◆ Texto proporcionado ◆
Que la vida humana no es un valor absoluto lo prueba la universal admisibilidad de excepciones, como la legítima defensa o el estado de necesidad. Tampoco la individualidad ínsita en el concepto de persona casa con la posibilidad de bipartición embrionaria que da lugar a la formación de gemelos monocigóticos. Y aquel pretendido carácter inquebrantable de la continuidad biográfica desde la fecundación, se desvanece con las técnicas de criopreservación de embriones, que permiten dejar en suspenso esa continuidad durante años, algo impensable técnicamente respecto de un ser humano totalmente formado, poniendo así de relieve que la vida embrionaria, en términos estrictamente biológicos, no es idéntica a la del ser humano una vez formado.

¿Y el ADN? ¿Es suficiente un criterio meramente pro-especie -la existencia de células humanas vivas- para reconocer la personalidad? Inigualado método de almacenamiento de información, el ADN es una macromolécula presente en todas las células de los seres vivos que contiene instrucciones genéticas usadas para el desarrollo y funcionamiento de aquéllos y codifica genéticamente lo que somos, pero no es lo que define lo que somos y ni el odio, el amor, la paz, la guerra, el arte, el Derecho, el fuego o el papel€ ninguna de las grandezas ni de las miserias del ser humano, nada de lo que nos hace realmente humanos, se encuentra en el ADN. Y si no es el ADN, ¿qué es entonces lo que nos distingue como humanos y nos diferencia de los restantes seres vivos? Sin duda es nuestro elevado -que no exclusivo- nivel de autoconciencia, producto de nuestra actividad cerebral y de hecho (y de derecho, según el real decreto 1723/2012, de 18 de diciembre, sobre trasplantes) el cese irreversible de la actividad cerebral determina el fin de la vida humana. Una vez diagnosticada la muerte encefálica, la desconexión de los instrumentos de soporte vital es un acto totalmente legal y neutro desde un punto moral; las células que componen ese cuerpo conectado a un respirador artificial contienen ADN vivo, obviamente humano, pero eso no es suficiente para reconocer en ese cuerpo la dignidad de un ser humano. Solo mientras aquella actividad cerebral subsista existirá un sujeto de derecho, un ser con personalidad, con capacidad jurídica, independientemente de su capacidad (posibilidad concreta) de obrar que, en su caso, ejercerán sus representantes legales.

◆ Tarea por realizar ◆
Reproduzca literalmente el fragmento del texto sobre la vida humana y la personalidad comprendido entre "Que la vida humana" y "una vez formado.", ambos incluidos.

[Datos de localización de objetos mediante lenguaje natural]
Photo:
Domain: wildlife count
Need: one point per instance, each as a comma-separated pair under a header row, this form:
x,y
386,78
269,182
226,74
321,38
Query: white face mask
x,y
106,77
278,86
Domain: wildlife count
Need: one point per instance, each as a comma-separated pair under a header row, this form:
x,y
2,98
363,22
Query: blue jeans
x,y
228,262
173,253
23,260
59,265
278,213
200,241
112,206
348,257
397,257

◆ Solución propuesta ◆
Que la vida humana no es un valor absoluto lo prueba la universal admisibilidad de excepciones, como la legítima defensa o el estado de necesidad. Tampoco la individualidad ínsita en el concepto de persona casa con la posibilidad de bipartición embrionaria que da lugar a la formación de gemelos monocigóticos. Y aquel pretendido carácter inquebrantable de la continuidad biográfica desde la fecundación, se desvanece con las técnicas de criopreservación de embriones, que permiten dejar en suspenso esa continuidad durante años, algo impensable técnicamente respecto de un ser humano totalmente formado, poniendo así de relieve que la vida embrionaria, en términos estrictamente biológicos, no es idéntica a la del ser humano una vez formado.